▶ [Collected data]
◆ ◆ ◆ ◆ ◆

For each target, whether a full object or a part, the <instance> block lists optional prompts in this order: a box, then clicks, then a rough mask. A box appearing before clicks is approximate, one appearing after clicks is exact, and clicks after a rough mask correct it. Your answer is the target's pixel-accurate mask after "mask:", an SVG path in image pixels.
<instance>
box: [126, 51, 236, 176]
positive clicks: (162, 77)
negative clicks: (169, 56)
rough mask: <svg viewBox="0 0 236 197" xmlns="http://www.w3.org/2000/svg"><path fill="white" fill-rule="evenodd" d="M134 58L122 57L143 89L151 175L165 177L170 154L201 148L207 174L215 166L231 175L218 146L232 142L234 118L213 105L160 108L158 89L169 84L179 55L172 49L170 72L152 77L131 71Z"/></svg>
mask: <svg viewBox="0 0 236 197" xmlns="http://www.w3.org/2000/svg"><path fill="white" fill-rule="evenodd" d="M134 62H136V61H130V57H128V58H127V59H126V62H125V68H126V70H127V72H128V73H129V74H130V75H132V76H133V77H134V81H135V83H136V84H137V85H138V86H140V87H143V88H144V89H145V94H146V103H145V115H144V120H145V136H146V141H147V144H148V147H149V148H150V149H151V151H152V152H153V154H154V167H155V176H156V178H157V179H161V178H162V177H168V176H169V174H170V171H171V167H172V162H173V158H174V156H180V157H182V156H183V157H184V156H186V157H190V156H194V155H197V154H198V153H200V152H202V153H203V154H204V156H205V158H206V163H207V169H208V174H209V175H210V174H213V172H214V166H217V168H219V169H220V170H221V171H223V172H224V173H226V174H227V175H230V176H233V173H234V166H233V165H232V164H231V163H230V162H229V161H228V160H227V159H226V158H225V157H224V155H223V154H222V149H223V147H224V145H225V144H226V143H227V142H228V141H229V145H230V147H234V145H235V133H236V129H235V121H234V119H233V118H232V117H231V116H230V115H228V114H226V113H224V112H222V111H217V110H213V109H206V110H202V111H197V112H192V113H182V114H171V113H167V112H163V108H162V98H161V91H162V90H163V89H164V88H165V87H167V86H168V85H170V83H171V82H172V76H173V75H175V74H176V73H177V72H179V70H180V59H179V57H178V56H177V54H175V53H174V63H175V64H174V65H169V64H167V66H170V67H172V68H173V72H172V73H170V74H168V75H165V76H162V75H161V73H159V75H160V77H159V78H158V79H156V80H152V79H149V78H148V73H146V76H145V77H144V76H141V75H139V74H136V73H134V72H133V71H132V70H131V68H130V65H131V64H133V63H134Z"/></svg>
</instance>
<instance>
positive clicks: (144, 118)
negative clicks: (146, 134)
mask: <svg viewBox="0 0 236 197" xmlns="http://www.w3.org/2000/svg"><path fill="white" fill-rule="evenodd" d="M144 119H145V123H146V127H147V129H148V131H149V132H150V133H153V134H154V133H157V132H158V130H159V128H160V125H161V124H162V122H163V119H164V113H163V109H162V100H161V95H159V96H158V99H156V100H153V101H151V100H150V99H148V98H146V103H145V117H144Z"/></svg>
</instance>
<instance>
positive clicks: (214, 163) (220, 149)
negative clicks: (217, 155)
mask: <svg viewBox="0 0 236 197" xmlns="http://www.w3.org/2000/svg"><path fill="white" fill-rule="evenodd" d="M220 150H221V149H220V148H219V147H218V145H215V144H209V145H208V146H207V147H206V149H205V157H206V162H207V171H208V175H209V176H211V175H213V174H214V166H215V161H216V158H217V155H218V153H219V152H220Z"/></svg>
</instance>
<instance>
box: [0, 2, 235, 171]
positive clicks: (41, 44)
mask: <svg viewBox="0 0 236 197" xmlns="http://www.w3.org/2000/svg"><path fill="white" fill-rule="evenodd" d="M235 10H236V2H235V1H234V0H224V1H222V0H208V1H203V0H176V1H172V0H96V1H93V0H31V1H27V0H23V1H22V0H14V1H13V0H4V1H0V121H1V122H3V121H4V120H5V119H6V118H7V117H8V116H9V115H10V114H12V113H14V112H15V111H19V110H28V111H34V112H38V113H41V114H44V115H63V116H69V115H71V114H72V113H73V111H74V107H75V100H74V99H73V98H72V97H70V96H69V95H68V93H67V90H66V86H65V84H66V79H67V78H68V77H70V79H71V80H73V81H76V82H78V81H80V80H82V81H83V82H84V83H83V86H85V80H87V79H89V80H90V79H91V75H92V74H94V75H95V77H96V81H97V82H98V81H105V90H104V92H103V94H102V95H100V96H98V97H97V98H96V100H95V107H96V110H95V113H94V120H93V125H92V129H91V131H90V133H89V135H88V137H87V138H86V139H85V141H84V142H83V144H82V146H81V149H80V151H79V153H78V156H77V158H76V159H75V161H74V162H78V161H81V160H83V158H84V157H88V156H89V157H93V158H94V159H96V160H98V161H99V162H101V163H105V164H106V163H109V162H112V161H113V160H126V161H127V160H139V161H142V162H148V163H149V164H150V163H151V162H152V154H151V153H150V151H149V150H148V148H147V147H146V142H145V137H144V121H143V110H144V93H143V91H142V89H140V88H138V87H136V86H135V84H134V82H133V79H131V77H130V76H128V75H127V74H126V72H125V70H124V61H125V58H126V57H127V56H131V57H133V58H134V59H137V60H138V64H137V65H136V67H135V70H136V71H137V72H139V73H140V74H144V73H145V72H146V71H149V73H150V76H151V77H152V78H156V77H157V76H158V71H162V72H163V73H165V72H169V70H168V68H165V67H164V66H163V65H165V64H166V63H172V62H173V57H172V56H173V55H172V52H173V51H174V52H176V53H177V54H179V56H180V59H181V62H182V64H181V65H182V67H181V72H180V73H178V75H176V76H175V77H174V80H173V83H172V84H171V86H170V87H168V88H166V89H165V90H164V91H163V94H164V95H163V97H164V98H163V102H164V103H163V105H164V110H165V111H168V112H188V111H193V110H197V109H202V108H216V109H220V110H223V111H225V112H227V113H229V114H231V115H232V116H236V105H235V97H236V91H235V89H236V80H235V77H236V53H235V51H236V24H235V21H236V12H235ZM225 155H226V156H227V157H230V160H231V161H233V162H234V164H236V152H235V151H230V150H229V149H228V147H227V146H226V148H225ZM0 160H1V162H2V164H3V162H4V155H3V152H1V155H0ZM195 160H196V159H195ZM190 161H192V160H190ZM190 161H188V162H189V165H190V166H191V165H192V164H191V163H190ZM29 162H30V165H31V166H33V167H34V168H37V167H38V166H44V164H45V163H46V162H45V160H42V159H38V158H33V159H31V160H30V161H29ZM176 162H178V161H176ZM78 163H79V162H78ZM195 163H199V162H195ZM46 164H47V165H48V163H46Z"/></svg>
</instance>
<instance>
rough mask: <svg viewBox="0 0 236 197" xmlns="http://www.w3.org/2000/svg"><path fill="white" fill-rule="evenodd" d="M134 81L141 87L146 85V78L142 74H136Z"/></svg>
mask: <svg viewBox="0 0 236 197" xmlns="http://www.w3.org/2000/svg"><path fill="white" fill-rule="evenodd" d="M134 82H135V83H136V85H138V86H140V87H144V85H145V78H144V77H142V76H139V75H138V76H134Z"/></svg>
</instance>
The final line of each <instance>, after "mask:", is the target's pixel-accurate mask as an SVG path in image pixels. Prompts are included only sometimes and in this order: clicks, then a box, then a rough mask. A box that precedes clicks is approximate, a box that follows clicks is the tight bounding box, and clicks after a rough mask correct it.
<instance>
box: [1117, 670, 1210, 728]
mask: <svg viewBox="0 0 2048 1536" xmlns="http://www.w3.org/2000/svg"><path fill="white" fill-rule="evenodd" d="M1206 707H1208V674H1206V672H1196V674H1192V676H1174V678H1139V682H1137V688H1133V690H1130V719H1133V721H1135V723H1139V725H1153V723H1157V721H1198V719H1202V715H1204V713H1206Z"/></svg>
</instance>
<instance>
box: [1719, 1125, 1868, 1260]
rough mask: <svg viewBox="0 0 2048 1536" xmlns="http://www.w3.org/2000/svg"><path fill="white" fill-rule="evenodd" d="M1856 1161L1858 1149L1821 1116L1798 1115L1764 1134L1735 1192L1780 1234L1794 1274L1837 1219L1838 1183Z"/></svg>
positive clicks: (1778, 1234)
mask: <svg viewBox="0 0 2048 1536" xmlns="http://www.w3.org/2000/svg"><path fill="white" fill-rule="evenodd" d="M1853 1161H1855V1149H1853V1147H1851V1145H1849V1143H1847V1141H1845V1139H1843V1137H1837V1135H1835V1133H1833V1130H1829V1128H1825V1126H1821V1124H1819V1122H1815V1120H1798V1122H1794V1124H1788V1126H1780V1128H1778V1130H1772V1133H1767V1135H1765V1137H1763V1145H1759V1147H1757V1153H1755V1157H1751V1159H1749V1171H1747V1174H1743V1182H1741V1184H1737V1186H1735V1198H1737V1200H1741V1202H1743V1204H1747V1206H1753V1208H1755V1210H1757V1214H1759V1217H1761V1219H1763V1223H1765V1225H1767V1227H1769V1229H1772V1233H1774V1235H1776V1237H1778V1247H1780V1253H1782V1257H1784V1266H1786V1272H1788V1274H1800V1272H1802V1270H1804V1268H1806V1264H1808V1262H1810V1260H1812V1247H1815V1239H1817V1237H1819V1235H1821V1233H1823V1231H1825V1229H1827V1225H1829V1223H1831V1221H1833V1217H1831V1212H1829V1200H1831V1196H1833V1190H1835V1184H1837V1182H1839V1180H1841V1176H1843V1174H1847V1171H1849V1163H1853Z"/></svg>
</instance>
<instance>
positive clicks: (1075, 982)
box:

◆ ◆ ◆ ◆ ◆

▶ [Exercise] Your answer must be the lines above, unchanged, from the first one through the line that holds "negative clicks: (169, 56)", inclusive, and no others.

▶ [Answer to this task]
For each target, whether a full object or a part, the <instance> block lists optional prompts in this order: a box, then clicks, then a rough mask. A box appearing before clicks is approximate, one appearing after clicks is exact, and clicks after a rough mask correct it. Your answer is the target's pixel-accurate mask after "mask:", an SVG path in image pixels.
<instance>
box: [126, 51, 236, 176]
positive clicks: (162, 77)
negative clicks: (169, 56)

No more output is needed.